(PAGE EXTRACT):
═══

Photo: Dr. David C. Sabiston, Jr. conducting teaching rounds with residents under the portrait of Dr. Deryl Hart, founding Chairman of the Duke Department of Surgery (DUMC Archives)
A Tradition of Excellence
The rich history and high standards that bore Duke University are also deeply rooted within the Department of Surgery.
Duke Hospital’s first dean, Dr. Wilburt Davison, appointed a Johns Hopkins surgeon, Dr. J. Deryl Hart, to be professor of surgery and the first chairman of the department in 1930. After stepping down as chairman in 1960, Dr. Hart served as president of Duke University. During his tenure as chairman, Dr. Hart expected faculty members to assume major clinical and teaching responsibilities and to pursue laboratory research. He recruited the founding members of the surgical faculty and established Duke’s surgery residency. Dr. Hart is also credited with originating the use of ultraviolet radiation to control airborne infections in surgical operating rooms.
The emphasis Dr. Hart placed on achieving excellence in patient care and teaching by integrating research with development laid the foundation for an institution that remains one of the top medical centers in the country. His philosophy was central to the department's mission in 1930 and continues today. Under the leadership of the successive chairs -- Drs. Clarence E. Gardner (1960-1964), David C. Sabiston, Jr. (1964-1994), Robert W. Anderson (1994-2003), Danny O. Jacobs, (2003-2012), and Allan D. Kirk (2014- present) -- the model system of integrating the fundamental missions of academic medical centers (patient care, education, research, and administration) was enhanced within the Department of Surgery at Duke. Dr. Gardner was Dr. Hart's first chief resident and continued on as a Duke faculty member after completing his surgical training.
Dr. David C. Sabiston, Jr. completed medical school and surgical training at Johns Hopkins Hospital under the mentorship-of Dr. Alfred Blalock. He distinguished himself in the field of cardiovascular diseases. Notable among his academic achievements were his pioneering work in the surgical management of coronary artery disease and, while at Duke, groundbreaking work in the diagnosis and management of pulmonary embolism. Dr. Sabiston will be remembered most for his profound effect on surgical education, both nationally and internationally. This is most evident when reviewing the list of successful graduates who have gone on to lead departments, divisions, and programs and whose portraits adorn the hallways outside of the department offices.

═══

(DATA EXTRACT):

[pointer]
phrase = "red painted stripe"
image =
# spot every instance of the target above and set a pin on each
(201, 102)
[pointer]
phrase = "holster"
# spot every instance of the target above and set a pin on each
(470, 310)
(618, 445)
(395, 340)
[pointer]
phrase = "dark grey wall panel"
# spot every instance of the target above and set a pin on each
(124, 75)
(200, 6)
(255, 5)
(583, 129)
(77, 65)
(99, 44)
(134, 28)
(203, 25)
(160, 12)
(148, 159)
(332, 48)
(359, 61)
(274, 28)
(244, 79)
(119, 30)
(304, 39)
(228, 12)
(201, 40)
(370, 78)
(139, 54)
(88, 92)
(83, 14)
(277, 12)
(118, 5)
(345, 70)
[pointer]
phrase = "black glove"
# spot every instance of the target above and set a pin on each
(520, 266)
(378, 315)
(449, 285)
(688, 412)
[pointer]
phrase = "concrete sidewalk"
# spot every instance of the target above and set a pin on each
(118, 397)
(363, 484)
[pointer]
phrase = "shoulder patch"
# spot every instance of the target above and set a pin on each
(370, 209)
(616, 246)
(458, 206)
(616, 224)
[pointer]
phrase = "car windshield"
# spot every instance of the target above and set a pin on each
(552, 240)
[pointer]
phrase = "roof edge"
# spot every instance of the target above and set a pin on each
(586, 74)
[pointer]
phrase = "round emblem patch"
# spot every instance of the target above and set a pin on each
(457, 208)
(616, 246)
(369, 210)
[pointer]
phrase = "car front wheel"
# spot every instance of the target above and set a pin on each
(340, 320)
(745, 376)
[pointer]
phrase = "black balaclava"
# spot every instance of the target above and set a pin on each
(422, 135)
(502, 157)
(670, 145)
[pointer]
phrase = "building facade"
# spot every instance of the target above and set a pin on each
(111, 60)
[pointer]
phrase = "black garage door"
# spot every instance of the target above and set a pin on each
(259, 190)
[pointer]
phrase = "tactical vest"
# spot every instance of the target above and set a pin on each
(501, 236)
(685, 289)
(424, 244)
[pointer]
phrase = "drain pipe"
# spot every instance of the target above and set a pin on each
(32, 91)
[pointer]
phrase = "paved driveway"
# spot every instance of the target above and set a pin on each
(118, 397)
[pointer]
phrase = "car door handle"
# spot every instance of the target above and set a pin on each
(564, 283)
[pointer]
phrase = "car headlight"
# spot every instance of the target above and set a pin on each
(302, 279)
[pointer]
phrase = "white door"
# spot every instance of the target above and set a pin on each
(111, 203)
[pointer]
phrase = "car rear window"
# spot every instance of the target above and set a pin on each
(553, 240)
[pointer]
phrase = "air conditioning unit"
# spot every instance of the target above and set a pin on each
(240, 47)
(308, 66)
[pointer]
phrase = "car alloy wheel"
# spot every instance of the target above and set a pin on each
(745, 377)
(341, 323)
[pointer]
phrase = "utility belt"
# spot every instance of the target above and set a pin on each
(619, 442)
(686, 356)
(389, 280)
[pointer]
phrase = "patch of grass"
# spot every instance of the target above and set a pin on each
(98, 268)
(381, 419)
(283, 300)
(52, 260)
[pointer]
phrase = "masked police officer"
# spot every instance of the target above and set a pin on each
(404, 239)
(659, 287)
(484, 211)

═══

(TASK DESCRIPTION): From the history of Duke's Department of Surgery, list every person named as chair of the department, with the years each served.

(ANSWER TO THIS EXERCISE):
- Dr. J. Deryl Hart: 1930–1960
- Dr. Clarence E. Gardner: 1960–1964
- Dr. David C. Sabiston, Jr.: 1964–1994
- Dr. Robert W. Anderson: 1994–2003
- Dr. Danny O. Jacobs: 2003–2012
- Dr. Allan D. Kirk: 2014–present